■ WORK TO BE COMPLETED
Your job is to write out each record exactly, leaving none out.

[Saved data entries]
━━━━━━━━━━━━━━━━━━━━━━━━━━━━━━

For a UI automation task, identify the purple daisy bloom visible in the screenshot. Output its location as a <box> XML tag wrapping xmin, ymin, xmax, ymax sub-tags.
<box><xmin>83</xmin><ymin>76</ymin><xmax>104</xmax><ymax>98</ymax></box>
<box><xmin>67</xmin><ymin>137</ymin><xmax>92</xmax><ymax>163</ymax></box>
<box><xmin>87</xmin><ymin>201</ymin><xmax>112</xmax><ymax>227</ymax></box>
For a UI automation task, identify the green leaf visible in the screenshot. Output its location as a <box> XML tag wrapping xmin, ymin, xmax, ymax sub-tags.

━━━━━━━━━━━━━━━━━━━━━━━━━━━━━━

■ WRITTEN SOLUTION
For a UI automation task, identify the purple daisy bloom visible in the screenshot. Output its location as a <box> XML tag wrapping xmin, ymin, xmax, ymax sub-tags.
<box><xmin>83</xmin><ymin>76</ymin><xmax>104</xmax><ymax>98</ymax></box>
<box><xmin>67</xmin><ymin>137</ymin><xmax>92</xmax><ymax>163</ymax></box>
<box><xmin>87</xmin><ymin>201</ymin><xmax>112</xmax><ymax>227</ymax></box>
For a UI automation task, identify the green leaf visible in the screenshot. Output its location as a <box> XML tag wrapping xmin, ymin, xmax, ymax sub-tags.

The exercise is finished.